> _Work to be completed_
Each line in these records that contains "street" counts once. Give the number only.

[Provided data — start]

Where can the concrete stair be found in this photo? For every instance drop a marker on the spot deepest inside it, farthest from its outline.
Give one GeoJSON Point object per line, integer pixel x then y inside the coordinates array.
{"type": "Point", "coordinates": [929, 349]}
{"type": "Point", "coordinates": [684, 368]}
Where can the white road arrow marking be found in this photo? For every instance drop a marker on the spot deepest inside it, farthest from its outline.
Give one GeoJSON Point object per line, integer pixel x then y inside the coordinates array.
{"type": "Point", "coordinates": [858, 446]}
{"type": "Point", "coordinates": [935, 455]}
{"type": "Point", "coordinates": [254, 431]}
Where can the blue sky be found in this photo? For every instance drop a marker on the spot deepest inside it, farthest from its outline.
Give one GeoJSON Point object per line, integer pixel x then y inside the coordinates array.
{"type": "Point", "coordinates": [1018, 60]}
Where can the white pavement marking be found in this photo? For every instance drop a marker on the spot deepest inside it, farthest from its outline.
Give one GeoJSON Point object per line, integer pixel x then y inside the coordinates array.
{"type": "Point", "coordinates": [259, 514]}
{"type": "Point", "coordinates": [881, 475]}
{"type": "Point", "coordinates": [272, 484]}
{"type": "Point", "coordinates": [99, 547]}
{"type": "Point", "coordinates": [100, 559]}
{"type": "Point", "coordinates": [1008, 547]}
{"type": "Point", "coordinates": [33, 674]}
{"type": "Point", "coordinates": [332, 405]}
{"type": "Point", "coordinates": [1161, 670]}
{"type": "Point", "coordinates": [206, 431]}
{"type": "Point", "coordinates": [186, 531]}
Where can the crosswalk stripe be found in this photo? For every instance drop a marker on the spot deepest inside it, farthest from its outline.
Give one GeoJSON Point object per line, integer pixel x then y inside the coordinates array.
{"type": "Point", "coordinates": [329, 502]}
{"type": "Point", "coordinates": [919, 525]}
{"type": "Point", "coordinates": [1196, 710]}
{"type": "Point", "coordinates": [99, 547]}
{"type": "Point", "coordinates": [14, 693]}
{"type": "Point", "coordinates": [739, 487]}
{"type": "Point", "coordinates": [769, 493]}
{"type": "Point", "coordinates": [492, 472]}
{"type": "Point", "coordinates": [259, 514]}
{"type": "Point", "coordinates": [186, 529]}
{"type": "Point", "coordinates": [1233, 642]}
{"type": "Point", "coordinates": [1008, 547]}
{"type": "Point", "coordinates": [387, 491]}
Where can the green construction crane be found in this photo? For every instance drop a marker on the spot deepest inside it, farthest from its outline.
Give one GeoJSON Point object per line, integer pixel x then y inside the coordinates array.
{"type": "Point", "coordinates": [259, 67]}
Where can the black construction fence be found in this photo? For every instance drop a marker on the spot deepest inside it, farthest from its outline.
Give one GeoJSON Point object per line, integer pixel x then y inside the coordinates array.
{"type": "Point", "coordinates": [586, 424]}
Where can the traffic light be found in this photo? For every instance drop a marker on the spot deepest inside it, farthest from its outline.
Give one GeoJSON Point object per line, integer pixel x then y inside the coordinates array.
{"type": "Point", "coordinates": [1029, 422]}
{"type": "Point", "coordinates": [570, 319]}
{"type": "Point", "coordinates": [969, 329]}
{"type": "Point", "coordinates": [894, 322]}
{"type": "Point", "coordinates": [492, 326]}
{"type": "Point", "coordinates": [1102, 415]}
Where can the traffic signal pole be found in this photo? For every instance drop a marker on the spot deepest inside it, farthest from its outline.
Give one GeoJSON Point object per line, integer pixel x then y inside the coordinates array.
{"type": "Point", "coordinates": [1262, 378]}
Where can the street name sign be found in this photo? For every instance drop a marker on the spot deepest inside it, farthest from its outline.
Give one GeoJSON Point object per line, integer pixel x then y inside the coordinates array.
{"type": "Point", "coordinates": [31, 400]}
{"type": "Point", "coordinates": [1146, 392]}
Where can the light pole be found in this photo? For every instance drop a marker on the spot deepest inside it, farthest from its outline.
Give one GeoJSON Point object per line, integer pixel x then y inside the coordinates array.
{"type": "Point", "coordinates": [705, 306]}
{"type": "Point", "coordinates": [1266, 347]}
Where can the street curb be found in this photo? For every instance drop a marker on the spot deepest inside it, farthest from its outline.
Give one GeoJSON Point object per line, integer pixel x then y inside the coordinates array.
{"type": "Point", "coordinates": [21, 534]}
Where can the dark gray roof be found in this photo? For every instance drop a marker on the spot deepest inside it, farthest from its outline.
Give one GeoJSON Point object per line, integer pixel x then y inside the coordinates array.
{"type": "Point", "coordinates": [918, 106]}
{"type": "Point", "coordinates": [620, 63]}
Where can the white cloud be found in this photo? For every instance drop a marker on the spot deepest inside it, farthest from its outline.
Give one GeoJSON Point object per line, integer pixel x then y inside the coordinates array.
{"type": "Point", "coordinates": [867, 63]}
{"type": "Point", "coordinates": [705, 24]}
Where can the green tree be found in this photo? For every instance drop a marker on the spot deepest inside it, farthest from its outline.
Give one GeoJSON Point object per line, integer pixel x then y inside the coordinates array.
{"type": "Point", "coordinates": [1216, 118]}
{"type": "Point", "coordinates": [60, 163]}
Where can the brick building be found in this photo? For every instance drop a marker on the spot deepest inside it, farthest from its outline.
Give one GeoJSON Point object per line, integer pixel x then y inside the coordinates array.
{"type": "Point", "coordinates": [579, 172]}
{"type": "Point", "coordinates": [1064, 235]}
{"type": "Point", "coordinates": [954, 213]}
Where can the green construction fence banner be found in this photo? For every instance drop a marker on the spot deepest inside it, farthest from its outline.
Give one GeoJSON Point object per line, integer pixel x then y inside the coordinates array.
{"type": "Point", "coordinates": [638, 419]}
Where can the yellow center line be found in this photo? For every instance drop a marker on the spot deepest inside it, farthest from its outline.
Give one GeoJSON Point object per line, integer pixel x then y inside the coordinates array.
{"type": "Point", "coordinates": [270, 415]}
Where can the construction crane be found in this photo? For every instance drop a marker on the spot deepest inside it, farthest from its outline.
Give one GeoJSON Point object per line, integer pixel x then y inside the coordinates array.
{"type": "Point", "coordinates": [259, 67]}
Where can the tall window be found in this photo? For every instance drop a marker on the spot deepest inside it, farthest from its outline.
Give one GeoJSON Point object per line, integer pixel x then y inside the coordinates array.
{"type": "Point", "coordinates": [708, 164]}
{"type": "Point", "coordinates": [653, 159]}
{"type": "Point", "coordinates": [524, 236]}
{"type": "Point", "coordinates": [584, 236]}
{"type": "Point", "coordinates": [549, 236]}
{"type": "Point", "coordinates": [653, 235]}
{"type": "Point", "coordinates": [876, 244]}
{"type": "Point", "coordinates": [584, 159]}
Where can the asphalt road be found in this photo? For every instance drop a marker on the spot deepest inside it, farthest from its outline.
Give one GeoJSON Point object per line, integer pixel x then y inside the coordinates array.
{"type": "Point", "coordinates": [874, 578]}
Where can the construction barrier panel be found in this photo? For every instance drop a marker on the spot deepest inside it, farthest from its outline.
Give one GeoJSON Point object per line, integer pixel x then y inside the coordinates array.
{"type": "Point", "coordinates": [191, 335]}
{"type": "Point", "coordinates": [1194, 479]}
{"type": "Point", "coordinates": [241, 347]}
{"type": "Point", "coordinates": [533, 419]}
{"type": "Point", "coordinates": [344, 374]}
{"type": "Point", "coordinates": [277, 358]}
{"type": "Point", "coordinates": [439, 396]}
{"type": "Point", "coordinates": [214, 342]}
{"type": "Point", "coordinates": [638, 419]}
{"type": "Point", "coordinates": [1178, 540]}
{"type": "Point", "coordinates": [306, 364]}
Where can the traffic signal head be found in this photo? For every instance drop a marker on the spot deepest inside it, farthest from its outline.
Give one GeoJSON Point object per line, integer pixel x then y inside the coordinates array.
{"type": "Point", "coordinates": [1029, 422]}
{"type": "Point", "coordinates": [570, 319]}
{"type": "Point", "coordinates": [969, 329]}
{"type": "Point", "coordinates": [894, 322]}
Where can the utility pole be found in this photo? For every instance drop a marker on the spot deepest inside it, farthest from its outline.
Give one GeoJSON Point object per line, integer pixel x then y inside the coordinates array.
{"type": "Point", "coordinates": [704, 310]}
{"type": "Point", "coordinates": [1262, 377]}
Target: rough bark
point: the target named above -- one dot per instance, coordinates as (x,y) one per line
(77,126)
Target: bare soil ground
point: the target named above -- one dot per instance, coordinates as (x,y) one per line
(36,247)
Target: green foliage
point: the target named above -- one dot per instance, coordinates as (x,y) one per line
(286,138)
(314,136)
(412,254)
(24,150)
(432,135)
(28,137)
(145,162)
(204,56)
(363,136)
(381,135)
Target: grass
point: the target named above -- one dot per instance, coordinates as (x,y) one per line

[Provided data — finish]

> _Output for this exercise_
2